§ **Region pointing data**:
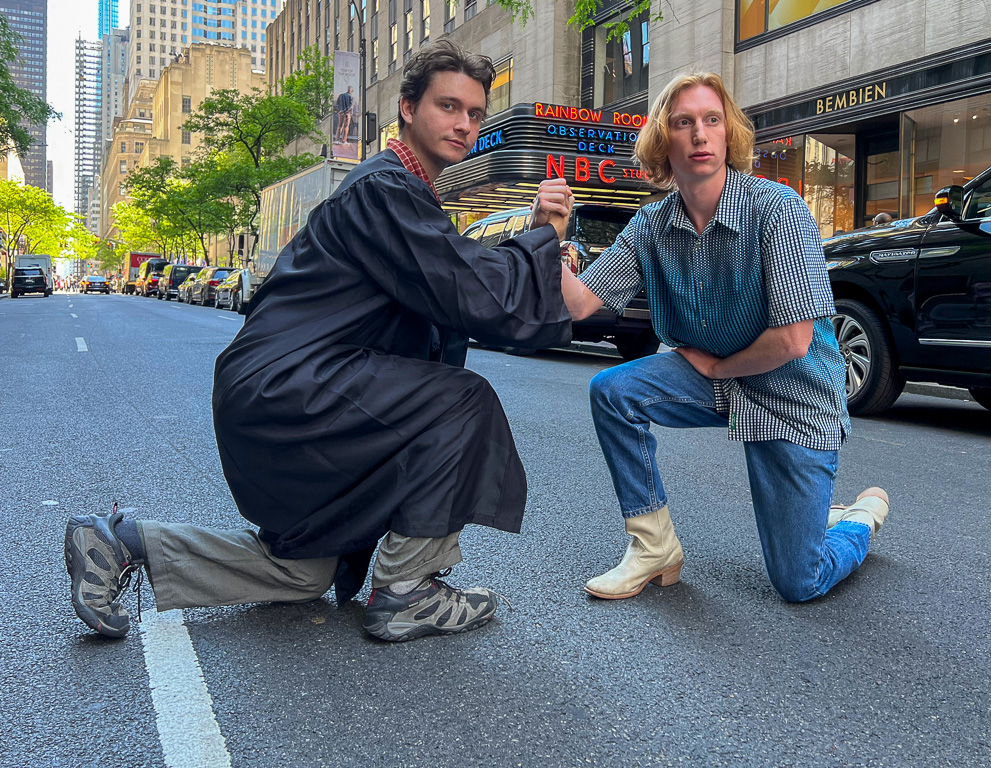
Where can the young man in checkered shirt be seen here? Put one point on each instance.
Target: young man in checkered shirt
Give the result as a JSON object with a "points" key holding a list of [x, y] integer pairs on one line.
{"points": [[734, 271]]}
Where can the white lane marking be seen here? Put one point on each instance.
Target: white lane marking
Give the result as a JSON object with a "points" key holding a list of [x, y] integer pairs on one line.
{"points": [[187, 726]]}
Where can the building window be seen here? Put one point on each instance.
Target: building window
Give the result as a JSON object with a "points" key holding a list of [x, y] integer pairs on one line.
{"points": [[449, 8], [624, 70], [500, 95], [758, 16]]}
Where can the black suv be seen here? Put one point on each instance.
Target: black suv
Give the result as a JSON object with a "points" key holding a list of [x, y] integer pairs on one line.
{"points": [[591, 230], [172, 277], [203, 291], [29, 280], [913, 300]]}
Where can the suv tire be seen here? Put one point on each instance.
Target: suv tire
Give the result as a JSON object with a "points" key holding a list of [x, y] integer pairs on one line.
{"points": [[635, 346], [872, 380], [982, 395]]}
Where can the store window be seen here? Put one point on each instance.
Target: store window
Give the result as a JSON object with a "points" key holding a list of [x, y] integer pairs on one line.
{"points": [[622, 64], [500, 95], [943, 144], [820, 167], [388, 131], [755, 17]]}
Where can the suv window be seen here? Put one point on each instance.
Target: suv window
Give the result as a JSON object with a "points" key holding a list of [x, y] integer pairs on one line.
{"points": [[493, 234], [979, 205], [600, 227]]}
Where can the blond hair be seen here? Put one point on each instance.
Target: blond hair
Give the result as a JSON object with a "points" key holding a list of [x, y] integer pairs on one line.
{"points": [[654, 141]]}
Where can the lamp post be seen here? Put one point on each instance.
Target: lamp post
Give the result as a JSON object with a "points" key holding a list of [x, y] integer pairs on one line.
{"points": [[362, 140]]}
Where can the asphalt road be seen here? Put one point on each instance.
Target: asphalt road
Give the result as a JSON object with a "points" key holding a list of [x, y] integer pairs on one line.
{"points": [[892, 668]]}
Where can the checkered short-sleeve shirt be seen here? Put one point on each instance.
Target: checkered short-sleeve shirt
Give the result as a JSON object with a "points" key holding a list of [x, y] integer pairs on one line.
{"points": [[758, 264]]}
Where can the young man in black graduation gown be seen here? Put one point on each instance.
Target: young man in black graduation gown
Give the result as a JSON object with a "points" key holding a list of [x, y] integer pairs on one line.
{"points": [[343, 411]]}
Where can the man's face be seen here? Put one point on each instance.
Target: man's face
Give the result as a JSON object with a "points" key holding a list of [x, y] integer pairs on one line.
{"points": [[697, 130], [443, 126]]}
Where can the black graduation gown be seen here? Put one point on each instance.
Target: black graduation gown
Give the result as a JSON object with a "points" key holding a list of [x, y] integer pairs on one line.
{"points": [[342, 408]]}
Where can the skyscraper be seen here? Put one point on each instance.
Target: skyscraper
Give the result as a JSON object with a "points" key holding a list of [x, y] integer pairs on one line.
{"points": [[29, 18], [108, 17], [162, 30], [89, 123], [113, 73]]}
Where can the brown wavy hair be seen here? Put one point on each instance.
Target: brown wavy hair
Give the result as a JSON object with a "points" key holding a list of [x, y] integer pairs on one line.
{"points": [[444, 55], [654, 141]]}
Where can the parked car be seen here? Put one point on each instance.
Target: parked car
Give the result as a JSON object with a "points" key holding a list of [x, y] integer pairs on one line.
{"points": [[149, 273], [182, 292], [913, 300], [591, 230], [94, 284], [171, 279], [231, 292], [204, 288], [29, 280]]}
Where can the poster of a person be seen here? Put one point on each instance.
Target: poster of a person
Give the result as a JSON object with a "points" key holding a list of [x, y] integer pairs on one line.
{"points": [[347, 105]]}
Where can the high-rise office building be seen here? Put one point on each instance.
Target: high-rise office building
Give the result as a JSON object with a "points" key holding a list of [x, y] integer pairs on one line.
{"points": [[113, 74], [88, 127], [108, 17], [29, 18], [162, 30]]}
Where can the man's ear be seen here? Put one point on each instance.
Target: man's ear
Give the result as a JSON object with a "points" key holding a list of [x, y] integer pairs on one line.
{"points": [[406, 109]]}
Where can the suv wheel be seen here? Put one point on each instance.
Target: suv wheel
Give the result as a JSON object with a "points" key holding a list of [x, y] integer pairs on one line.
{"points": [[982, 395], [634, 347], [872, 380]]}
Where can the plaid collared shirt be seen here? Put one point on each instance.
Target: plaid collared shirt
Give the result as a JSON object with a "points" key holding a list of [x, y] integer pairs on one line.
{"points": [[758, 264], [411, 162]]}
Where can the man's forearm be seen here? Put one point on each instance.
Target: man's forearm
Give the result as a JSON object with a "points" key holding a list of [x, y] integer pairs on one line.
{"points": [[770, 350], [581, 302]]}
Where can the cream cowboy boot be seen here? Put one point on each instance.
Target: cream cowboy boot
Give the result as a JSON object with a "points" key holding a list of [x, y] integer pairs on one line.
{"points": [[653, 555], [870, 508]]}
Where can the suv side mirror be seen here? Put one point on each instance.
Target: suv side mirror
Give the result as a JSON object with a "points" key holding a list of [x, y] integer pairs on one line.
{"points": [[949, 202]]}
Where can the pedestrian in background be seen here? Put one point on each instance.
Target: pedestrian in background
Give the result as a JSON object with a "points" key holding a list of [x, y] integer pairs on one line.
{"points": [[734, 270], [343, 411]]}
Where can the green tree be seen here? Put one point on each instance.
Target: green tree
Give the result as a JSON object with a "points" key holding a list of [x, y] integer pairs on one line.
{"points": [[31, 221], [312, 84], [182, 202], [245, 135], [19, 108]]}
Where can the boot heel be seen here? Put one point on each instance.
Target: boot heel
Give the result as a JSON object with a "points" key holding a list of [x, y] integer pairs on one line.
{"points": [[668, 576]]}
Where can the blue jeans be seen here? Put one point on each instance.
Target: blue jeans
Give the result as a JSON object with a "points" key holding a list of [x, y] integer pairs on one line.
{"points": [[791, 486]]}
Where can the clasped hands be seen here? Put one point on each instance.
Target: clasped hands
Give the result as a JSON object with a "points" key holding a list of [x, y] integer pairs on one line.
{"points": [[552, 205]]}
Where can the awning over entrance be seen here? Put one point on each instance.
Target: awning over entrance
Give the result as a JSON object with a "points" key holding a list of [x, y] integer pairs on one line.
{"points": [[517, 149]]}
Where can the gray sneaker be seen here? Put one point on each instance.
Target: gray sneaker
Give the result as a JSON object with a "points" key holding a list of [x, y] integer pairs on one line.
{"points": [[433, 608], [100, 567]]}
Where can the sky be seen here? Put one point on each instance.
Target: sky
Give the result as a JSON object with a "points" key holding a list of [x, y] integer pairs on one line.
{"points": [[67, 19]]}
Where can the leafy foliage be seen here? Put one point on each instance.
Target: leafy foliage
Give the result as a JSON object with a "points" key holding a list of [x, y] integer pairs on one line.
{"points": [[19, 108], [30, 221]]}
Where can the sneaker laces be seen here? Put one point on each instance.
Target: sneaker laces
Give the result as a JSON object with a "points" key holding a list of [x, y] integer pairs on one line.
{"points": [[440, 575]]}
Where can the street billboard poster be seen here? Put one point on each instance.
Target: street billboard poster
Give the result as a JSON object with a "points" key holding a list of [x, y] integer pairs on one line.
{"points": [[347, 107]]}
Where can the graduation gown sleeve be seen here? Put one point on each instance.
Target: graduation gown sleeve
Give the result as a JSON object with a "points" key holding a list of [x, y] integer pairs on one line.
{"points": [[508, 295]]}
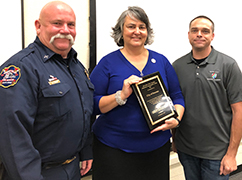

§ **Work task**:
Please repeat exactly the data above from its first line to the line that contains "Target: black suv", inclusive, and leave every picture out.

§ **Solution for this exercise**:
Where can the young man in checkered shirt be seen here? Put one point on each instance.
Target: young man in checkered shirt
Give the result as a JSON object with a "points" key holding a list of [x, y] integer pairs on one line.
{"points": [[734, 271]]}
Where can the white lane marking be seen here? Put one point on each instance.
Target: white lane marking
Give the result as a JSON object with a "points" key holding a list of [x, y] integer pairs on one line.
{"points": [[187, 726]]}
Where can the building window be seen here? Put one point on each instance.
Target: building window
Give the result as a JSON object with a "points" key holding a list of [x, y] integer pairs on one line.
{"points": [[449, 8], [624, 70], [500, 95], [758, 16]]}
Where can the black suv be seen here? Put one point on each instance.
Target: black suv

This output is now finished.